• Required work:
a) In the excerpt on Levine's FTC remarks, which layers of the AI tech stack does he say the agency is examining?
b) Decide whether each statement agrees with the excerpt on Levine's FTC remarks. Answer yes or no for each, and quote the deciding words. (i) Levine expects the FTC's work to fix the internet overnight. (ii) Levine says manipulative design choices always involve misleading claims. (iii) Levine mentions people using AI tools to dispute medical bills.
c) Write a continuation of the excerpt on Levine's FTC remarks, starting after its final sentence.

• Document section:
══════════════════════════════
Levine pointed out that the FTC’s work to limit overcollection is addressing one of the root causes of this phenomenon, and the agency is also challenging harmful and coercive interfaces more directly.

“Our work is not going to fix the internet overnight,” he said. “And I worry constantly that for kids today, who are facing an onslaught of harmful design practices, a better internet may come too late. But as with our efforts on data minimization, it’s important to step back and recognize the leap we’ve made. Manipulative design choices do not always involve misleading claims.

“But through our rulemaking, our unfairness actions, and our forward-leaning remedies, we’re making clear that they are not beyond the reach of our authority. And this shift — while early — creates a path for more assertive actions across the board,” Levine went on to say.

Ensuring AI work for us, and not the other way around

And what seems to arise in any conversation about technology nowadays, Levine touched on artificial intelligence when noting the FTC’s third goal.

“I don’t need to tell you that we are seeing a lot of hype around artificial intelligence. At the FTC, just as we examined the broader credit ecosystem in crafting the Holder Rule, we are looking at every layer of the AI tech stack, including cloud infrastructure, microprocessors, and foundation models. Today, I want to focus particularly on AI tools, where the FTC is working to ensure they work for people, and not the other way around,” he said.

“In these early days, people are using AI tools in all sorts of exciting ways — from learning a new language to disputing medical bills,” Levine continued. “But we know from the development of the web over the last three decades that these dynamics can change. Young people today might enjoy using image generation tools to imagine how they’ll look in the future. But these same tools — trained on millions of faces — can be used by private and public actors alike to surveil and manipulate us in harmful ways.
══════════════════════════════
• Provided material:
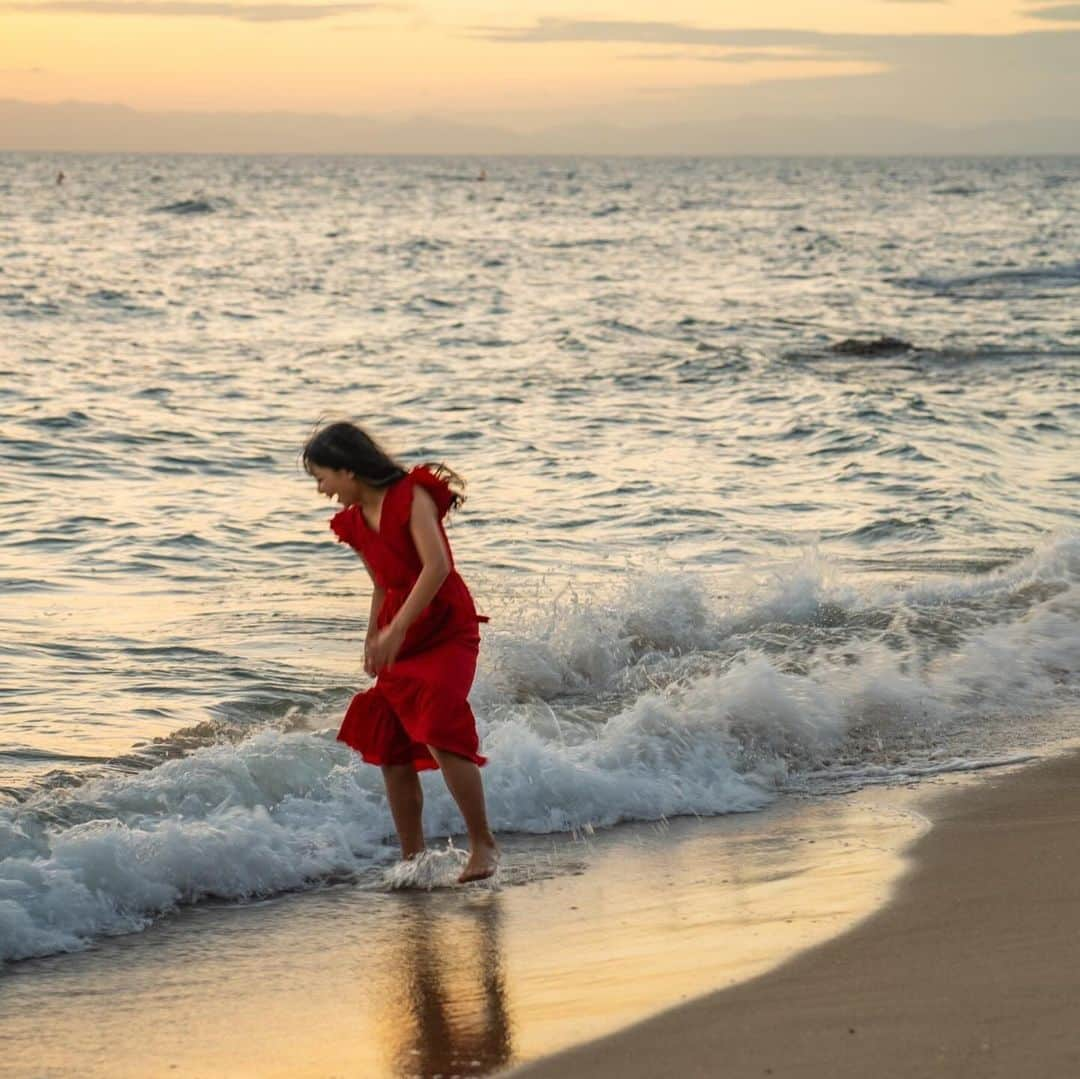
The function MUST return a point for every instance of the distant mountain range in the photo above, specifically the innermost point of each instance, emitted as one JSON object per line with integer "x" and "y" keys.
══════════════════════════════
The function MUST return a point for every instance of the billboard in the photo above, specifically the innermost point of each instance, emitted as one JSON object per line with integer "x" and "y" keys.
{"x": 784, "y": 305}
══════════════════════════════
• Task-by-task answers:
a) Cloud infrastructure, microprocessors, and foundation models.

b)
(i) No: "Our work is not going to fix the internet overnight"
(ii) No: "Manipulative design choices do not always involve misleading claims."
(iii) Yes: "from learning a new language to disputing medical bills"

c)
“Likewise, while job applicants might appreciate being able to enhance their resume with the help of AI, we may soon find employers relying on AI recommendation systems that replicate discriminatory practices we’ve tried to eradicate in the real world,” he went on to say.

Levine pledged that the FTC “will not repeat the mistakes of the 2000s,” in reference to the regulator not being swifter with actions when the internet was in its infancy.

“First, we want to make sure AI tools aren’t used to defraud people. We’re deploying our rulemaking authority to arm us with new tools to combat AI-powered impersonation frauds, and to hold accountable firms that provide the means and instrumentalities to commit such fraud,” Levine said.

“We’ve made clear that AI robocalls are not exempt from our Telemarketing Sales Rule. We launched a groundbreaking Voice Cloning Challenge to generate ideas on tools to fight back against voice cloning fraud. And we proposed a rule cracking down on firms that generate fake reviews – yet another online scourge that AI threatens to turbocharge,” he continued.

“We also want to make sure that AI tools are developed responsibly, and are not trained on illegally collected data. We’ve put out business guidance making clear that firms can’t sneak changes into their terms of services to hoover up more data to train AI, and we’ve laid the groundwork for challenging such practices in a recent enforcement action,” Levine went on to say.

Final thoughts

Levine wrapped up his prepared remarks by mentioning the FTC received more than 60,000 comments on its proposal to ban “junk fees” and more than 27,000 comments on its proposal to ban noncompetes.

“Having such broad engagement with our work is something the FTC has not seen in decades,” Levine said. “Whether you look at our rulemaking docket, watch one of our open commission meetings, or attend one of our recent workshops, it is clear we have tapped into grassroots frustration with how markets are working. And our engagement with the public is helping us lay out clear proposals for how we can make markets work better.

“So, at the FTC and across the government, the tide is turning. We are actively tackling the biggest problems facing the public, and we are building a track record of real wins for the American people,” he concluded.